* **Lista de tarefas**
a) Transcreva do excerto sobre a derrama, sem qualquer alteração, tudo o que vai desde "2. Com efeito, e" até "de pronúncia arbitral.".
b) Responda, com base no excerto sobre a derrama, às perguntas seguintes:
(i) Que elemento partilha a derrama com o IRC para efeitos do seu cálculo?
(ii) Em que casos não haverá obrigação de pagamento da derrama?
(iii) De que resulta unicamente a liquidação em apreço?
c) Enumere as vicissitudes com repercussão no IRC que o excerto sobre a derrama apresenta como exemplos.

* **Excerto citado**
——————————

À luz dos novos dados normativos, a derrama assume-se como um imposto autónomo, no sentido de dependente - leia-se, não acessório - fundando a doutrina tal convicção na circunstância de que todos os seus elementos essenciais constam da lei ou dependem da vontade dos municípios, cujo interesse é determinante na decisão quanto ao respetivo lançamento. A sua relação com o IRC cinge-se, portanto, para efeitos do seu cálculo e por razões de simplicidade, a uma base tributável comum, que não prejudica nem obsta à existência de relações jurídico-tributárias autónomas entre os dois impostos[2].

“É certo que a derrama incide sobre o lucro tributável sujeito e não isento de imposto sobre o rendimento das pessoas coletivas, de onde decorre que nos casos em que não haja lugar a tributação do rendimento, também não haverá obrigação de pagamento da derrama, por falta de base de incidência. No entanto, relativamente a qualquer outra vicissitude com repercussão no IRC - v.g., invalidade da liquidação, deduções à matéria coletável e à coleta, reduções de taxa - a derrama adquiriu estatuto de imunidade, desligando-se efetivamente do imposto principal[3]”.

  1. De facto, verifica-se que a liquidação em apreço resulta unicamente do impacto em sede de Derrama Municipal, não existindo, portanto, qualquer tipo de encargo adicional direto em sede de IRC por via dos ajustamentos efetuados ao resultado fiscal da Requerente.
  2. Com efeito, e fruto do contexto descrito, entende o presente Tribunal que a consideração do valor a pagar por conta de um imposto autónomo do IRC para efeitos da determinação do valor do pedido no presente processo, sem prejuízo de constar da mesma nota de liquidação, suscita fundadas dúvidas no sentido de garantir o necessário equilíbrio na definição do valor da utilidade económica do presente pedido de pronúncia arbitral.

——————————

[Registos armazenados]
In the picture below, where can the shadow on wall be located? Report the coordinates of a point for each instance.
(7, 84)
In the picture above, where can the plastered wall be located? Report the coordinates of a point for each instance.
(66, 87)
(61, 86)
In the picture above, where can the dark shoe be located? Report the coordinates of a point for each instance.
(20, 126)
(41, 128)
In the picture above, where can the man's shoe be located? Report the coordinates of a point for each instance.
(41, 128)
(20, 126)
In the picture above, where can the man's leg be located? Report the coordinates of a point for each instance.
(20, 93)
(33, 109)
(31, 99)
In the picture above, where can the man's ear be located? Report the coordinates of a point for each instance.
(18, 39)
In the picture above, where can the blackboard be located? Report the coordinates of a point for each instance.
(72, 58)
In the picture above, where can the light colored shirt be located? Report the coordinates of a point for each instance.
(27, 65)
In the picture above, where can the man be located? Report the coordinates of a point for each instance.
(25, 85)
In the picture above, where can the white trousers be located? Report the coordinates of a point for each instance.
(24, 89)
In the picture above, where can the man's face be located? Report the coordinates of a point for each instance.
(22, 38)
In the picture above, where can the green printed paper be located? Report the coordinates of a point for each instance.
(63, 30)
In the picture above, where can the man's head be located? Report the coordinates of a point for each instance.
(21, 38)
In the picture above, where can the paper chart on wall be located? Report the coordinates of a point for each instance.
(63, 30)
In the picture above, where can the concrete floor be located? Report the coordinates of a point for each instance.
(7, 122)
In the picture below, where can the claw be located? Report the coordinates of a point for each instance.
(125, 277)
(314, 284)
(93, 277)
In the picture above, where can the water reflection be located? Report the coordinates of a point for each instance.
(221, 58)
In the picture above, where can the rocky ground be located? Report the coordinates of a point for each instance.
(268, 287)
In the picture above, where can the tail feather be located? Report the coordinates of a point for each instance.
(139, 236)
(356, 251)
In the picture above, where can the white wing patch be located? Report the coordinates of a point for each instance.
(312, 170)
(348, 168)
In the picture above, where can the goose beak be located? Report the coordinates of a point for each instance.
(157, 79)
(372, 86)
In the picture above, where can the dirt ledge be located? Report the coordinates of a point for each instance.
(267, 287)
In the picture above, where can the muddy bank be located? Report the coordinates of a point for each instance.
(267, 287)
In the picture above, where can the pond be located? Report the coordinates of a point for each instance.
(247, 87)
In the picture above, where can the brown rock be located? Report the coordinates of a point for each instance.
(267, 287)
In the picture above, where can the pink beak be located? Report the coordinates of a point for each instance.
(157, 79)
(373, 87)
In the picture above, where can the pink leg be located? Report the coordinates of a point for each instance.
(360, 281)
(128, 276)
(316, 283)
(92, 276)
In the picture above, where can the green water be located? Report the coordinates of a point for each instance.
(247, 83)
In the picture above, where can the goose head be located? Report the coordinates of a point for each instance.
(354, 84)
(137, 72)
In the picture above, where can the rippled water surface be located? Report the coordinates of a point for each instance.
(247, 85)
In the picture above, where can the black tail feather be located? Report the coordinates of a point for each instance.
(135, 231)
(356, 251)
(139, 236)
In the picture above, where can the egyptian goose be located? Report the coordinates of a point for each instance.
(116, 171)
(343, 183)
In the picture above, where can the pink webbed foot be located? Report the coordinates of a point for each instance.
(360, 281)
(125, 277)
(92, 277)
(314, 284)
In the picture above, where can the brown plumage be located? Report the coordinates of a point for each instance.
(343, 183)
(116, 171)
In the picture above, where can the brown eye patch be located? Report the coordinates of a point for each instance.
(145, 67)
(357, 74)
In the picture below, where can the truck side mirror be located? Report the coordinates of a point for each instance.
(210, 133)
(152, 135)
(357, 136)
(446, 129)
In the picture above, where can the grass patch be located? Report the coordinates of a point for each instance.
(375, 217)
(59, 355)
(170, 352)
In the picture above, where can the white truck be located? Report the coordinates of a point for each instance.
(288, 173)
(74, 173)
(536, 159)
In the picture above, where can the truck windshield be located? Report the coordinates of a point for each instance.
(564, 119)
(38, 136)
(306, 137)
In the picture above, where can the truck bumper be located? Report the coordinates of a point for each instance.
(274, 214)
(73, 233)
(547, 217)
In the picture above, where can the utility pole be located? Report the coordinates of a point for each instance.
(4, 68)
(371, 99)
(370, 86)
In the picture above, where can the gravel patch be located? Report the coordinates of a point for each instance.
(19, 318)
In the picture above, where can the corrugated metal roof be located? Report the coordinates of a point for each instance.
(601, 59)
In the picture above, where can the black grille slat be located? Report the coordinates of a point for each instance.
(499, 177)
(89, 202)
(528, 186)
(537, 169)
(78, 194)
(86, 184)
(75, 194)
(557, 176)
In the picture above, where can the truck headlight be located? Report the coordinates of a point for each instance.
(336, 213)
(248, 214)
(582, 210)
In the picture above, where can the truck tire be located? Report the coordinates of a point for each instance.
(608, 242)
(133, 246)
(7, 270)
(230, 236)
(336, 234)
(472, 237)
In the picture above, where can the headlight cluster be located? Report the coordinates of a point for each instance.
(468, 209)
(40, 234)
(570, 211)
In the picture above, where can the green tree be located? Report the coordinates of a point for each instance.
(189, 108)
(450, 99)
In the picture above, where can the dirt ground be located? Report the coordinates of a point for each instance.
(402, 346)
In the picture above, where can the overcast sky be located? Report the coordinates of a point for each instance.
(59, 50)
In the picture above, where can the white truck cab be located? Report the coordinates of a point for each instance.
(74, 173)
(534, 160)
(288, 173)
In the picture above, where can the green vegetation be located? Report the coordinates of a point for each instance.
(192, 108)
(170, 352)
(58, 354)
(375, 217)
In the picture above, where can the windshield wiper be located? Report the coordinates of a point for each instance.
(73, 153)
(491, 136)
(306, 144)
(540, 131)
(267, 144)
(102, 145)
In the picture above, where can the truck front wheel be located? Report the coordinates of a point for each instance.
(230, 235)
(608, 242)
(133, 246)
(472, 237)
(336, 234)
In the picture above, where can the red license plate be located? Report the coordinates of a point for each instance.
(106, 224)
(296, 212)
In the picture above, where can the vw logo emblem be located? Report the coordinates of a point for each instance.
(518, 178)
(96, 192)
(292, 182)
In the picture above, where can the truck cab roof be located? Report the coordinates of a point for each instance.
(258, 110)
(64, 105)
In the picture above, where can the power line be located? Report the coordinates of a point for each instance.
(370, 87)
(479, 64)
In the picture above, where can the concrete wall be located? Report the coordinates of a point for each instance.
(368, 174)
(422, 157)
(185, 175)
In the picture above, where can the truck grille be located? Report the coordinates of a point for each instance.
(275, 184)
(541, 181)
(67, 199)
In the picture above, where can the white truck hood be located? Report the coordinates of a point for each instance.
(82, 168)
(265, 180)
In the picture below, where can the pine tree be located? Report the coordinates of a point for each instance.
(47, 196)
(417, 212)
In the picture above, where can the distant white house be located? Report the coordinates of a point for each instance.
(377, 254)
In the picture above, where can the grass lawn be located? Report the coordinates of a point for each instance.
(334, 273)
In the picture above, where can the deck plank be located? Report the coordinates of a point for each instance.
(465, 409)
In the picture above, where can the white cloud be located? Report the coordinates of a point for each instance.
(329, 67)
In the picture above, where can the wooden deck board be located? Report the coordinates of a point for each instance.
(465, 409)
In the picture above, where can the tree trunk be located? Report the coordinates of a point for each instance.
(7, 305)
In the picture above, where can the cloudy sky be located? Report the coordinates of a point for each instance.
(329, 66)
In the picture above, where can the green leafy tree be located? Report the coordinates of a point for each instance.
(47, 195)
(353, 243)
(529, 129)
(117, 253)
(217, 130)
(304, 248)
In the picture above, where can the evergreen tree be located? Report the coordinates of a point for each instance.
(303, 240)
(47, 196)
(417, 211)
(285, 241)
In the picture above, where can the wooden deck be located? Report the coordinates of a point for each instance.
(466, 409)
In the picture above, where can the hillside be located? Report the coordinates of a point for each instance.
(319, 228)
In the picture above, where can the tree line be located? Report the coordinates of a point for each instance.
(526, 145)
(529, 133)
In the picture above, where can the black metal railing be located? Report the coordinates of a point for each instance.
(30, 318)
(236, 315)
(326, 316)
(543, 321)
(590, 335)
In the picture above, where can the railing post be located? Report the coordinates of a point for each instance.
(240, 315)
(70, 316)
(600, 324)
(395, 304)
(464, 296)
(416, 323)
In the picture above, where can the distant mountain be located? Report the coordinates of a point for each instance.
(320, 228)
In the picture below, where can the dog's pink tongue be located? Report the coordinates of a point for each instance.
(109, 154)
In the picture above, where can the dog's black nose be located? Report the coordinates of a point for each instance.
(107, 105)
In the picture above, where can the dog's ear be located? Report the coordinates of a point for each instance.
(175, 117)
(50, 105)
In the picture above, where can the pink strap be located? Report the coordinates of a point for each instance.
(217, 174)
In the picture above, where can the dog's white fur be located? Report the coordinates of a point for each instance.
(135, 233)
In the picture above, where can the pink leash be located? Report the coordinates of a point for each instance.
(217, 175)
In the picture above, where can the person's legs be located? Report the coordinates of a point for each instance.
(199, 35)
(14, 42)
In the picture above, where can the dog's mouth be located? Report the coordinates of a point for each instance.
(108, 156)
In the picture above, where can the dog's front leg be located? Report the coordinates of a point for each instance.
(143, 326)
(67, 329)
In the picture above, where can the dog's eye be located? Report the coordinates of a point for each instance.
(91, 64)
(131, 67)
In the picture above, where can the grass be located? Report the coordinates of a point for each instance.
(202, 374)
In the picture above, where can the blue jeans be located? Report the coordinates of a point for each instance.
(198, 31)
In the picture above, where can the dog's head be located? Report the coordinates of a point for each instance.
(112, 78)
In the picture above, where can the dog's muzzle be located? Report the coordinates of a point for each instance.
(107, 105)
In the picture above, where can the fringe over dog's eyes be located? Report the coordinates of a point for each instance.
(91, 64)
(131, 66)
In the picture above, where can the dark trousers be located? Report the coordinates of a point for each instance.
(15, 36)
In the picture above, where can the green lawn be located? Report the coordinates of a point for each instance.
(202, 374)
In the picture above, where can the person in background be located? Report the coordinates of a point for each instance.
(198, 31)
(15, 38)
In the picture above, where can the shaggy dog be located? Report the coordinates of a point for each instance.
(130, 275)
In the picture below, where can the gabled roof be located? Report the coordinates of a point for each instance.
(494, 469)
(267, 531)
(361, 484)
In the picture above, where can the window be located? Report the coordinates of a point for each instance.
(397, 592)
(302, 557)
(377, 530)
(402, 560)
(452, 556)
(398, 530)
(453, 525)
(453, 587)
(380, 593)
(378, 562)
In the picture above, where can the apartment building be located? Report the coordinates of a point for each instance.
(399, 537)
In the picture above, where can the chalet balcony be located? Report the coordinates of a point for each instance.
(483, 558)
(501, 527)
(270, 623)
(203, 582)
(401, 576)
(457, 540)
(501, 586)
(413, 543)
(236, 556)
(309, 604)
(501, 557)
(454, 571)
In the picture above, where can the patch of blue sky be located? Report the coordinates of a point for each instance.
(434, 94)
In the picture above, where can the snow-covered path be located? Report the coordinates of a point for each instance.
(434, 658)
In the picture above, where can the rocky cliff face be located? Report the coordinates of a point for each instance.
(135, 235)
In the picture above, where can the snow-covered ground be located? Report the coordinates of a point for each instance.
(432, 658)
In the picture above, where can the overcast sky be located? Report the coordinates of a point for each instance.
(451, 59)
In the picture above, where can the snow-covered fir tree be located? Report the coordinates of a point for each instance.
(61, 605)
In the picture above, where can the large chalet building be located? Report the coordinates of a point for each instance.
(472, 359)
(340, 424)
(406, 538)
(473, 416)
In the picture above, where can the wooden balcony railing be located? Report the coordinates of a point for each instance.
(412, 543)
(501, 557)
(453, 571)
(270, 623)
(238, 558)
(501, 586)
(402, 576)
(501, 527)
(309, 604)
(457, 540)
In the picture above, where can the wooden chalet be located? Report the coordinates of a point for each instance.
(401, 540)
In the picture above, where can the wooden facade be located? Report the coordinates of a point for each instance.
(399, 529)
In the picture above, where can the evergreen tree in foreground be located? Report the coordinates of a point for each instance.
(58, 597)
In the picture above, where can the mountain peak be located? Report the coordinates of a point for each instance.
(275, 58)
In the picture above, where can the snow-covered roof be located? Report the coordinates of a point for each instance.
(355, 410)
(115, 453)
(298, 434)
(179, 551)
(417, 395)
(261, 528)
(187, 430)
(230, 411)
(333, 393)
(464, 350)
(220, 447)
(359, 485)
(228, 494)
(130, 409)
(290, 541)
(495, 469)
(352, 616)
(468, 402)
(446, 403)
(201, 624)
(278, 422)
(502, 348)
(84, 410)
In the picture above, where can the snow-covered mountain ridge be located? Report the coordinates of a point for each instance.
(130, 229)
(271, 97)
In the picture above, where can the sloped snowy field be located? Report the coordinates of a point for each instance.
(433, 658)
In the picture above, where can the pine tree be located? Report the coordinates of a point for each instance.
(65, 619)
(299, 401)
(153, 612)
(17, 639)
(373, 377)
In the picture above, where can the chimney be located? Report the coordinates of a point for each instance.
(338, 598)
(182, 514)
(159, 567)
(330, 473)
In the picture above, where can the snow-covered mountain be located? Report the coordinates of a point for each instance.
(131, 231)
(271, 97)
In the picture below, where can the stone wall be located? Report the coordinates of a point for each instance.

——————————

* **Soluções das tarefas**
a)
2. Com efeito, e fruto do contexto descrito, entende o presente Tribunal que a consideração do valor a pagar por conta de um imposto autónomo do IRC para efeitos da determinação do valor do pedido no presente processo, sem prejuízo de constar da mesma nota de liquidação, suscita fundadas dúvidas no sentido de garantir o necessário equilíbrio na definição do valor da utilidade económica do presente pedido de pronúncia arbitral.

b)
(i) Uma base tributável comum.
(ii) Nos casos em que não haja lugar a tributação do rendimento, por falta de base de incidência.
(iii) Do impacto em sede de Derrama Municipal.

c)
- Invalidade da liquidação
- Deduções à matéria coletável e à coleta
- Reduções de taxa